● Material for this task:

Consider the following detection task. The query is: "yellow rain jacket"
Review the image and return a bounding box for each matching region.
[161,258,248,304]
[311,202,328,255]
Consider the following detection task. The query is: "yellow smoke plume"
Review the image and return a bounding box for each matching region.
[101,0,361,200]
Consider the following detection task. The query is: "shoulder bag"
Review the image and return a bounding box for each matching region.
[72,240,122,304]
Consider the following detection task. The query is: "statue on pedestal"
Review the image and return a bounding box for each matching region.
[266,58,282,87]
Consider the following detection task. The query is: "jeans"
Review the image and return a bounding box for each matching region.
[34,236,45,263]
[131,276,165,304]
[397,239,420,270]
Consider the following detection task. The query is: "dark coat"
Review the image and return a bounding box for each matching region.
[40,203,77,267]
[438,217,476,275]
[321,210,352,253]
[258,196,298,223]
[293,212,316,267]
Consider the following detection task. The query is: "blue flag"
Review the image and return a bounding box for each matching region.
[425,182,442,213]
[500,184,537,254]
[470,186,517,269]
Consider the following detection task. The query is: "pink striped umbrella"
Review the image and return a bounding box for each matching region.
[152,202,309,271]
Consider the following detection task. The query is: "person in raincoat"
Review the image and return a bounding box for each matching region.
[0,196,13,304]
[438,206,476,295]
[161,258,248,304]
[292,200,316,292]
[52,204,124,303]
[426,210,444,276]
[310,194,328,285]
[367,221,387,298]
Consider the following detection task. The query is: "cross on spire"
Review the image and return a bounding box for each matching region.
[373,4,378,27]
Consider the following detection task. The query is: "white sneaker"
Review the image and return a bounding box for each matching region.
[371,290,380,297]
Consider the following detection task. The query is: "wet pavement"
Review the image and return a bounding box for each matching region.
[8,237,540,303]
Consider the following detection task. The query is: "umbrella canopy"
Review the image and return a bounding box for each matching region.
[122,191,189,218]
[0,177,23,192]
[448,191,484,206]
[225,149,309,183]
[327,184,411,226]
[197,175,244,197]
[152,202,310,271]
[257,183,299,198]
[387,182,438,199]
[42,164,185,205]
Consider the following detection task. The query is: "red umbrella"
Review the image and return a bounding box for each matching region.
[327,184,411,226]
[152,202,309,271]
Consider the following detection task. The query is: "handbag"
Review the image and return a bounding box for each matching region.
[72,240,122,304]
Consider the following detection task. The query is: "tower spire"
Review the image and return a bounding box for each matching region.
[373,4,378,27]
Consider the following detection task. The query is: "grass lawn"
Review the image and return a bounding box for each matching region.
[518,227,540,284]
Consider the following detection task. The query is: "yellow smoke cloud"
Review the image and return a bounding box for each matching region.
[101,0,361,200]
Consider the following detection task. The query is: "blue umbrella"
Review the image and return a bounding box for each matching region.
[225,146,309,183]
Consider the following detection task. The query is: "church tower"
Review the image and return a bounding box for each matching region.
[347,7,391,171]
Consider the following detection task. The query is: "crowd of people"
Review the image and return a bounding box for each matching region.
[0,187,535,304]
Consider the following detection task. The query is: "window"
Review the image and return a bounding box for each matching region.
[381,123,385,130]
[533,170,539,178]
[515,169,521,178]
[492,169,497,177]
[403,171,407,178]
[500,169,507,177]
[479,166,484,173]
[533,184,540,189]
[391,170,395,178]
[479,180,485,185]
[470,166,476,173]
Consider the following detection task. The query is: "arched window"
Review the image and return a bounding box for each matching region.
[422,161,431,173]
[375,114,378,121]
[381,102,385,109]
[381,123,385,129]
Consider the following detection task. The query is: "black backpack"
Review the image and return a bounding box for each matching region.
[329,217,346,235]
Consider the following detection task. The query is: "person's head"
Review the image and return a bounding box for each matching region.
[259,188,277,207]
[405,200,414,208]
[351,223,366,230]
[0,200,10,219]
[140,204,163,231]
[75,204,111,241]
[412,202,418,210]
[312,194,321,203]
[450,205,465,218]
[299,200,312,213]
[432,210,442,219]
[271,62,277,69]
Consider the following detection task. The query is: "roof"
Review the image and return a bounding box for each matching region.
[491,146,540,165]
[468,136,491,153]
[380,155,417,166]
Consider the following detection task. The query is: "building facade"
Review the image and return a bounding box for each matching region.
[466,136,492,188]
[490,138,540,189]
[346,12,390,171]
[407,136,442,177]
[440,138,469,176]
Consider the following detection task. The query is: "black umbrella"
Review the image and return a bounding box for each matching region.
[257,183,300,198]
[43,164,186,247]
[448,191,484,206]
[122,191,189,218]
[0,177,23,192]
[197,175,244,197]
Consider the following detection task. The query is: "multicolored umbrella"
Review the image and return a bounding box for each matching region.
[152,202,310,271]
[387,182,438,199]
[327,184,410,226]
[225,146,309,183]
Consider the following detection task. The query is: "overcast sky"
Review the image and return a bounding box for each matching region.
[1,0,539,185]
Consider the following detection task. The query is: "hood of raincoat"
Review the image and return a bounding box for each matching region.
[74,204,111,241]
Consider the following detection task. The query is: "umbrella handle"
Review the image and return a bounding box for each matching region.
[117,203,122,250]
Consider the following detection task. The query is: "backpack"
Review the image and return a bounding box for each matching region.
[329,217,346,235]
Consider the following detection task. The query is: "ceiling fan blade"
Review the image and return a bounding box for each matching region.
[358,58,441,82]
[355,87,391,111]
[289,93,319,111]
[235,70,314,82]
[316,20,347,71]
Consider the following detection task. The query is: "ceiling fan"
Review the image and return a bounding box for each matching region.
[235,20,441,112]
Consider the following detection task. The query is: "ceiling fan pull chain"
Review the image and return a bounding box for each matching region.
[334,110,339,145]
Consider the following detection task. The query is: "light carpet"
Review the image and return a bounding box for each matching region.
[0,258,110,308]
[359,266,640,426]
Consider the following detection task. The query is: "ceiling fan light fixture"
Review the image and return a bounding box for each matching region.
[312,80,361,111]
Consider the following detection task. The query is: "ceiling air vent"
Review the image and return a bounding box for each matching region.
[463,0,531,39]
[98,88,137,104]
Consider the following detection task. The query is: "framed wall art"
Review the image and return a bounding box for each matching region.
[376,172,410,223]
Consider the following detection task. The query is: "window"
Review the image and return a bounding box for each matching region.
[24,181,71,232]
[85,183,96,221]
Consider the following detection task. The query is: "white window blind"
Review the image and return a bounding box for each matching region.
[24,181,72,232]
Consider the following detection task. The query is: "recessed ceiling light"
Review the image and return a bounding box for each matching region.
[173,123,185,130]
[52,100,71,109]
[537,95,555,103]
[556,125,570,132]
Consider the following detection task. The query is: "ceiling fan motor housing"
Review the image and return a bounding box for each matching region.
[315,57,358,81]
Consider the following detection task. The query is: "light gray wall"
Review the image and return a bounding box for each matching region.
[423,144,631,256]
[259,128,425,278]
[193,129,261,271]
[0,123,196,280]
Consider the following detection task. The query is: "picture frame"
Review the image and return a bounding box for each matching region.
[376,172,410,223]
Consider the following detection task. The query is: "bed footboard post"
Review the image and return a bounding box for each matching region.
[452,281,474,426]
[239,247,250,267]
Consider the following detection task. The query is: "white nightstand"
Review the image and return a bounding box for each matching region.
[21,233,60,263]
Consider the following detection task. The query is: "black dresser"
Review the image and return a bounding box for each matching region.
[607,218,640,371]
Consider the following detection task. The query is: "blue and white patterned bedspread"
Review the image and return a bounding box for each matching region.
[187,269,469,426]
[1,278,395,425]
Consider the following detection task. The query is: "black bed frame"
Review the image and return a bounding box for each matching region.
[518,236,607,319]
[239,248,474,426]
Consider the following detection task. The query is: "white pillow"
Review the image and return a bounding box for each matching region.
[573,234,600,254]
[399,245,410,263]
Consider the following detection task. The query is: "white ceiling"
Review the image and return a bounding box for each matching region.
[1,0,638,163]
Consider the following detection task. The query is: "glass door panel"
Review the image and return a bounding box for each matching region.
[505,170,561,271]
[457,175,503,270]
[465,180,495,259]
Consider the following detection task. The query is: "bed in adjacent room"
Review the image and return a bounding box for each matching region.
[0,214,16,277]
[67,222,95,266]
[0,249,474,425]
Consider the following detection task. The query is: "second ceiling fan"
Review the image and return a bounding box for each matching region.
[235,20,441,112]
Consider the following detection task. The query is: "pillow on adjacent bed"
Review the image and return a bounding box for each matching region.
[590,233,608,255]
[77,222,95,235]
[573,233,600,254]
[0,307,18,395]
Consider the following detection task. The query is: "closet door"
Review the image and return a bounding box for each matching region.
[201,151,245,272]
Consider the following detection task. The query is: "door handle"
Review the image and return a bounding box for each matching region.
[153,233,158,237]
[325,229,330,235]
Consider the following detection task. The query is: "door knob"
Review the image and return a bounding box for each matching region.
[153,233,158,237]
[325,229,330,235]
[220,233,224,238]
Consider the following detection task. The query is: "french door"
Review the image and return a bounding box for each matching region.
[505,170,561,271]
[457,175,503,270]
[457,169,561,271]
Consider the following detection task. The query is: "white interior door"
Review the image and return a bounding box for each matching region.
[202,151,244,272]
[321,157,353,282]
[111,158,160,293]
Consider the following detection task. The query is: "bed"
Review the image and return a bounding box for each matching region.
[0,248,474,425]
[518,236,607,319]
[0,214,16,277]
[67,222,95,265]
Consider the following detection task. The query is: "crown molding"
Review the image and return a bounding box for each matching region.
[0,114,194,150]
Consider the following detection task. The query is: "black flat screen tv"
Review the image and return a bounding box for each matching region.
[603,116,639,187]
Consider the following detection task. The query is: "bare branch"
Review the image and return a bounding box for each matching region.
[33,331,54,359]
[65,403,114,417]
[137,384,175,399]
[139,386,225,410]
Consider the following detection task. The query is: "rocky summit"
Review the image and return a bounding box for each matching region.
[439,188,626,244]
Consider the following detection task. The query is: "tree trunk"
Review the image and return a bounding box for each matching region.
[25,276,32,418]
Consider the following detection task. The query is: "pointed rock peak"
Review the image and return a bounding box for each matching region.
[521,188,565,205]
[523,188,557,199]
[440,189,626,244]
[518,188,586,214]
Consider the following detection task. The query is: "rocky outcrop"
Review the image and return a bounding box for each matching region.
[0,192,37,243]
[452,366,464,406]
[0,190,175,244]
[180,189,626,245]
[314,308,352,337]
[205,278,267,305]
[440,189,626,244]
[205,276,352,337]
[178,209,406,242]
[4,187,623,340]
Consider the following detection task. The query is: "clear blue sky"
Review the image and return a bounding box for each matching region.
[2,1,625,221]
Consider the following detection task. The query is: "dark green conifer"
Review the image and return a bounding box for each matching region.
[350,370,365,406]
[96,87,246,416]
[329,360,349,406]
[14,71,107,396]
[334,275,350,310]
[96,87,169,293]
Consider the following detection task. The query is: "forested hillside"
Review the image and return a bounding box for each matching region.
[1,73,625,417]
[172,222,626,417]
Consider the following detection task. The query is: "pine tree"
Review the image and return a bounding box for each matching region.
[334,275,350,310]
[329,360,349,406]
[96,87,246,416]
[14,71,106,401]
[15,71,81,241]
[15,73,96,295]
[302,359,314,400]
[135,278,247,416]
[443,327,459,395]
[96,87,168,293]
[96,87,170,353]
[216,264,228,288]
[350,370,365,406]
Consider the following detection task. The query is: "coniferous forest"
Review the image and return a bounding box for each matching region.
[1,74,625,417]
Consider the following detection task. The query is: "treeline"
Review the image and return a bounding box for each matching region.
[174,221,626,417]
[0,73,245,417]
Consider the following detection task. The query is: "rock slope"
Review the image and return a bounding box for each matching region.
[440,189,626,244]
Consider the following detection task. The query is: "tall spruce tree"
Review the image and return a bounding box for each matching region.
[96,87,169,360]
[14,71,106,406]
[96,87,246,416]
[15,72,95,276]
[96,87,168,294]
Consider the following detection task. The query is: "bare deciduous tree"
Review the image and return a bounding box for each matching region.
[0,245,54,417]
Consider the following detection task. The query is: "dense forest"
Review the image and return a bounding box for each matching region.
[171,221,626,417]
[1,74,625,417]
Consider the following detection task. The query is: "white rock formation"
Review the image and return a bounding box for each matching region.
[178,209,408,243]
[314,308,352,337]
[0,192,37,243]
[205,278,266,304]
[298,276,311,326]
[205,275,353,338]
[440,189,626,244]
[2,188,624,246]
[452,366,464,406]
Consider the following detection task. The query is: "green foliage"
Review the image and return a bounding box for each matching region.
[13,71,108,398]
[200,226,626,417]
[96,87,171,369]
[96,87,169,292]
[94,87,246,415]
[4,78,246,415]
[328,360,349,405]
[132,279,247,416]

● What is required: Wherever the word "smoke" appears in the entries above, copy that line.

● Answer for the task:
Consider the following detection task. The query is: "yellow smoke plume"
Consider the following detection task. The query is: "yellow smoke cloud"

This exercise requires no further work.